→ Exercice court a: D'après le texte à lire, à quelle date Napoléon est-il vaincu à Waterloo ?

→ Texte à lire:
>>>>
Dictionnaire de l'Histoire de France 2005Éd. 2005
E

Empire (Premier). (suite)

Exilé à l'île d'Elbe, Napoléon est instruit des mécontentements suscités par la restauration de Louis XVIII, et revient en France le 1er mars 1815. Ses chances de succès étaient toutefois nulles face à la coalition de l'ensemble des puissances européennes, de l'avis des stratèges Henri de Jomini et Carl von Clausewitz. Napoléon est vaincu à Waterloo, en Belgique, le 18 juin 1815. Il doit abdiquer une seconde fois tandis que Fouché prépare le retour de Louis XVIII. La durée de l'Empire napoléonien n'a pas excédé une décennie. Un moment unifiée grâce au Blocus continental, l'Europe se trouve livrée, après 1815, aux nouveaux démons du nationalisme, que les discours de la Révolution et les armées de la République et de l'Empire ont contribué à faire émerger.

Empire (Second).

Le Second Empire est issu du coup d'État du 2 décembre 1851, rapidement suivi d'une procédure de « régularisation » : moins d'un mois plus tard, le 14 janvier 1852, est promulguée une nouvelle Constitution.

À la faveur d'une excellente conjoncture économique, les premières années du régime se caractérisent par la prospérité : la France connaît alors une modernisation remarquable, qui s'accompagne toutefois de difficultés sociales. Mais l'opposition républicaine, toujours latente, se réveille, mettant à profit une libéralisation progressive des institutions, due à des dissensions au sein du camp gouvernemental. En outre, les échecs extérieurs de la fin du règne viennent effacer les succès initiaux. La guerre de 1870 interrompt une expérience politique nouvelle, et le désastre qui s'ensuit jette pour longtemps le discrédit sur le règne de « Napoléon le Petit ». Le Second Empire a gardé très longtemps une image négative. Sa légende noire a été véhiculée par les républicains de la IIIe République, qui n'ont jamais pardonné le coup d'État du 2 décembre ni le désastre final qui a coûté à la France l'Alsace et la Lorraine. Par ailleurs, ces derniers partagent avec les milieux monarchistes traditionnels un mépris à l'égard des parvenus enrichis par la spéculation, et dénoncent la « fête impériale » à l'heure du rigorisme de la génération Ferry. Le militarisme du régime est critiqué lors de la montée du pacifisme, et le cléricalisme des débuts n'est pas épargné, non plus qu'une politique extérieure, jugée contraire aux intérêts français. Le procès de l'Empire est mené par les grands écrivains - Victor Hugo, Émile Zola, Alphonse Daudet -, qui transparaît aussi dans la littérature populaire. Les historiens, tels Seignobos, Malet et Isaac ou Lavisse, publient des manuels où perce leur hostilité. Ce n'est qu'après la Seconde Guerre mondiale que s'opère une véritable « révision » : le second désastre de Sedan, en 1940, a relativisé le premier ; les excès du parlementarisme dédouanent le régime impérial ; la procédure du référendum est restaurée. La prospérité des « Trente Glorieuses », la modernisation de la France, font enfin découvrir, par comparaison récurrente, la réussite économique du Second Empire. À l'heure de la guerre d'Algérie, la politique de Napoléon III concernant le royaume arabe apparaît plus progressiste que celle conduite sous la IIIe République. La recherche universitaire, en particulier l'historiographie anglo-saxonne (Théodore Zeldin, Vincent Wright et H. C. Smith), a fortement contribué à la « réévaluation » de cette période controversée.
<<<<
→ Données sources:
>>>>
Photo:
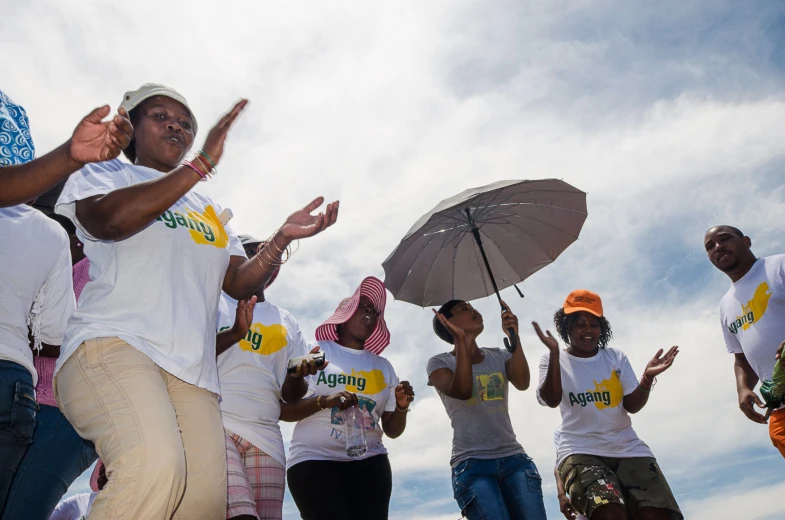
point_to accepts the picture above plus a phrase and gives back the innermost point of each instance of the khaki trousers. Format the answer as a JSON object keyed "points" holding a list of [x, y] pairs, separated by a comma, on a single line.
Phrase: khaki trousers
{"points": [[161, 439]]}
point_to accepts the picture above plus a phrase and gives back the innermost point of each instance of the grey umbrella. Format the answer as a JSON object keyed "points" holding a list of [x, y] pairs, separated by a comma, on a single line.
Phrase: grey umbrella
{"points": [[484, 240]]}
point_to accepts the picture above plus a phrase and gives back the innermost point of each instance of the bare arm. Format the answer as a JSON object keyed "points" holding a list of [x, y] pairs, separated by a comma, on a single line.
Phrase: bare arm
{"points": [[746, 379], [308, 407], [394, 423], [551, 390], [246, 276], [92, 141]]}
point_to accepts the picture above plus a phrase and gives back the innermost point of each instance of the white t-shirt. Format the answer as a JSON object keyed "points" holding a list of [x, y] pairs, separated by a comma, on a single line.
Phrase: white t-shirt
{"points": [[594, 421], [75, 507], [157, 290], [252, 373], [36, 260], [371, 377], [752, 313]]}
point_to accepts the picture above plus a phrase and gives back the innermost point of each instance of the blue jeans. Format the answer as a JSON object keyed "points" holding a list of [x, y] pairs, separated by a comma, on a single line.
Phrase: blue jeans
{"points": [[508, 488], [53, 461], [17, 421]]}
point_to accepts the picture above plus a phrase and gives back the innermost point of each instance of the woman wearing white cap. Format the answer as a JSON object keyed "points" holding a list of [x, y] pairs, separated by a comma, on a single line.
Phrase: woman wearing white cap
{"points": [[352, 340], [137, 372]]}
<<<<
→ Exercice court b: Recopiez à l'identique, dans les entrées, les lignes qui vont de celle contenant « of the bare » jusqu'à celle contenant « Phrase: bare arm », ces deux lignes comprises.

→ Résultat attendu a: Le 18 juin 1815.

→ Résultat attendu b:
point_to accepts the picture above plus a phrase and gives back the innermost point of each instance of the bare arm. Format the answer as a JSON object keyed "points" holding a list of [x, y] pairs, separated by a comma, on a single line.
Phrase: bare arm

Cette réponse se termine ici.